Working data |
>> Begin

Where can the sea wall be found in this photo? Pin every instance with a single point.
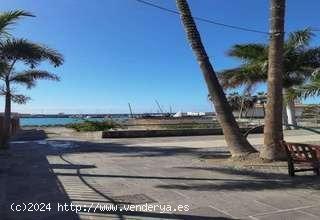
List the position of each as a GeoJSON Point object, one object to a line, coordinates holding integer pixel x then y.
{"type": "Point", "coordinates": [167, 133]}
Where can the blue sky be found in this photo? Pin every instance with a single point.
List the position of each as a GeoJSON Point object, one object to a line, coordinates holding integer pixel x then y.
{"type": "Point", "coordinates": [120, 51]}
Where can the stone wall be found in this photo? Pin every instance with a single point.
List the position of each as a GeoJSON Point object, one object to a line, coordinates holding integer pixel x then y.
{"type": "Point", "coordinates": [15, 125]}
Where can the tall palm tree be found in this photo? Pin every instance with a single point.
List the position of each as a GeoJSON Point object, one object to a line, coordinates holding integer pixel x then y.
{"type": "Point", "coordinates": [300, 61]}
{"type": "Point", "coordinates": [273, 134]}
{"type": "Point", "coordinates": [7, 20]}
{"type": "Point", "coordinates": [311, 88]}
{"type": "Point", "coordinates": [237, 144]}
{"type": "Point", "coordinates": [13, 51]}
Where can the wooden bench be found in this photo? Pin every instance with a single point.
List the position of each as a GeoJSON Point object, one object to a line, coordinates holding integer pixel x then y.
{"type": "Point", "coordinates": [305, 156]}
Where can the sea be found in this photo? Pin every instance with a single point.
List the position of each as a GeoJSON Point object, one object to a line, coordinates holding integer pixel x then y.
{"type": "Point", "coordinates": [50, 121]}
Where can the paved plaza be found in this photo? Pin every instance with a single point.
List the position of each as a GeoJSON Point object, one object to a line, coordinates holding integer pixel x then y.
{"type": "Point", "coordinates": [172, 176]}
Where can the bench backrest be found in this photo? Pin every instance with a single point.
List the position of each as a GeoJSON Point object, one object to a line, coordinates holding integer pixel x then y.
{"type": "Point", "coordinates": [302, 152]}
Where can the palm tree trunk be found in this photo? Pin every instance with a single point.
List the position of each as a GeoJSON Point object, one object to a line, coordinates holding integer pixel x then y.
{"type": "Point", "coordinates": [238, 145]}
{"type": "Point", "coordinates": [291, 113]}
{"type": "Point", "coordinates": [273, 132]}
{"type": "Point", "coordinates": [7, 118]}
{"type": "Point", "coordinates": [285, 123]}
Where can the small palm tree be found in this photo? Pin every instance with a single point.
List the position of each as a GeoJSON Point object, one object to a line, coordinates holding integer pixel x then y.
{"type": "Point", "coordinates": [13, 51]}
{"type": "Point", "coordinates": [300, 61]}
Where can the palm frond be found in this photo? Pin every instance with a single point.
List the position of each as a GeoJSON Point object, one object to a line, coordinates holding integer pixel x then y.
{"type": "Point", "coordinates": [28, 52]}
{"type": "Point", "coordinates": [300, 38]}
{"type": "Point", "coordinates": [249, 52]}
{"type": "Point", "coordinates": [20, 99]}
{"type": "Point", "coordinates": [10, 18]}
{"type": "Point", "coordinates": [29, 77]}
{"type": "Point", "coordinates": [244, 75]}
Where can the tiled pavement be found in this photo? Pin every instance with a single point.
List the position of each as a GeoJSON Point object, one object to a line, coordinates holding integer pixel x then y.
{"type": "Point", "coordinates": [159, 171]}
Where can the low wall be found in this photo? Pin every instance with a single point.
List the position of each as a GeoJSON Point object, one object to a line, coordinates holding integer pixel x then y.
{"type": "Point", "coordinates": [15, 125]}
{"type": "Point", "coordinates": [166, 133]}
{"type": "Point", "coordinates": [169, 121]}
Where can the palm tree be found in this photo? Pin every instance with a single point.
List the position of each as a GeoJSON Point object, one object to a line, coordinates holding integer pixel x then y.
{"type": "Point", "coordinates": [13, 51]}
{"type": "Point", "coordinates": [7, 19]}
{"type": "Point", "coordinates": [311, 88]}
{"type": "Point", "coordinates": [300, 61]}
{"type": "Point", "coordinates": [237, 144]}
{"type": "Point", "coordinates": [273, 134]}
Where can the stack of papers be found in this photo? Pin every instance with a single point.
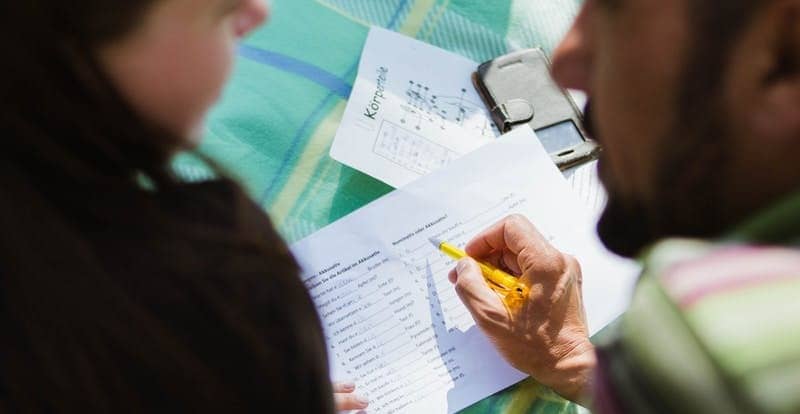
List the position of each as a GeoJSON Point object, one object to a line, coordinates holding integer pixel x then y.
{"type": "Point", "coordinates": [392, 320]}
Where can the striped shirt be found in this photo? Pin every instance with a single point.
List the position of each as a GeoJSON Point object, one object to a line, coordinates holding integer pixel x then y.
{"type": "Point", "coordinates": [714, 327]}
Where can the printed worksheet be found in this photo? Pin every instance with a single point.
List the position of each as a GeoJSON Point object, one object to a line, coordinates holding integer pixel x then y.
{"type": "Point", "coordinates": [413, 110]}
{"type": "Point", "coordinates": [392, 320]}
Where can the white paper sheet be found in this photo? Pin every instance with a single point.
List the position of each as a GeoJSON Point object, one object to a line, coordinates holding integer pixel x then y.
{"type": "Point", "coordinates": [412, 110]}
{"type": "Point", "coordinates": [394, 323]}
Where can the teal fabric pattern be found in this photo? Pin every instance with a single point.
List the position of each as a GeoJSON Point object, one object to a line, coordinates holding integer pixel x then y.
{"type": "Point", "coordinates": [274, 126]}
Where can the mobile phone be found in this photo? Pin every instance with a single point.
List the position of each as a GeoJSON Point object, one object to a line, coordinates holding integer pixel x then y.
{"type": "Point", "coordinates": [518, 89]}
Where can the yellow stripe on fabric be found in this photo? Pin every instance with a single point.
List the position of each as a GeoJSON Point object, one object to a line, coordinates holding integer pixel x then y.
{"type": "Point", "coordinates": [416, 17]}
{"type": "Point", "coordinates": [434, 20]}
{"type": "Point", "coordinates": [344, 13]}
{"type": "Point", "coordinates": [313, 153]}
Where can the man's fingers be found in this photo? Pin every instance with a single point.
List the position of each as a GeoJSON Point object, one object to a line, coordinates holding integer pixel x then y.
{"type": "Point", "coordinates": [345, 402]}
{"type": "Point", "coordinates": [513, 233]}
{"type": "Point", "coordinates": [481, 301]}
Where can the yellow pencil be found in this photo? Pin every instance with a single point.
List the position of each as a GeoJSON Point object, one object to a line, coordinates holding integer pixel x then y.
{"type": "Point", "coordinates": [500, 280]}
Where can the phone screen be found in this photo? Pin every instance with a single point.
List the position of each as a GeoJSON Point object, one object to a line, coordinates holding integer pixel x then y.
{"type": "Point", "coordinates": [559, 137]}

>> End

Copy the listing again from the line containing "Where can the phone" through its last line, requests included. Shift every coordinate in the answer points by adding 84 to both x and y.

Where can the phone screen be found in this photo? Pin every instance with a single point.
List the position of each as a GeoJSON Point object, one object to a line, coordinates holding integer pixel x then y.
{"type": "Point", "coordinates": [643, 221]}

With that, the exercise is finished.